#### DATASET:
○ ○ ○ ○

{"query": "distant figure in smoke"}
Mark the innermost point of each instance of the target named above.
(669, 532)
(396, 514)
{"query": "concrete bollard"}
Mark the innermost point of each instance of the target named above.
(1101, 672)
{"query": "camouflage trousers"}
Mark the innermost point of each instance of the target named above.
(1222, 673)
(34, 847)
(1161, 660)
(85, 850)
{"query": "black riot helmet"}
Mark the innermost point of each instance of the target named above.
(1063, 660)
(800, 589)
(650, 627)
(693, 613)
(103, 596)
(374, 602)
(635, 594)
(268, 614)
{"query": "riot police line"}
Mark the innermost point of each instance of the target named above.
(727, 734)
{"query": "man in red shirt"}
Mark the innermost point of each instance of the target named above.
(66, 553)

○ ○ ○ ○

#### EXERCISE PROMPT:
Rewrite all of the material above, swapping "innermost point" for "central point" wherever it occurs and leaving every other word and line unchanged.

#### EXERCISE OUTPUT:
{"query": "distant figure in smoke"}
Mark the central point of each instance of the target named above.
(669, 532)
(396, 514)
{"query": "concrete bollard"}
Mark the central point of each instance of the target named above.
(1101, 672)
{"query": "camouflage trousers"}
Mark the central point of each instance of the target named above.
(1222, 673)
(34, 847)
(1161, 660)
(85, 850)
{"query": "black riot helmet"}
Mark the central point of each instance of the target named above.
(1063, 660)
(800, 589)
(650, 627)
(693, 613)
(103, 596)
(374, 602)
(635, 594)
(268, 614)
{"query": "riot police line"}
Mark the central point of each instance of the target named above.
(727, 734)
{"query": "man in red shirt"}
Mark the central point of each instance of the target named above.
(66, 553)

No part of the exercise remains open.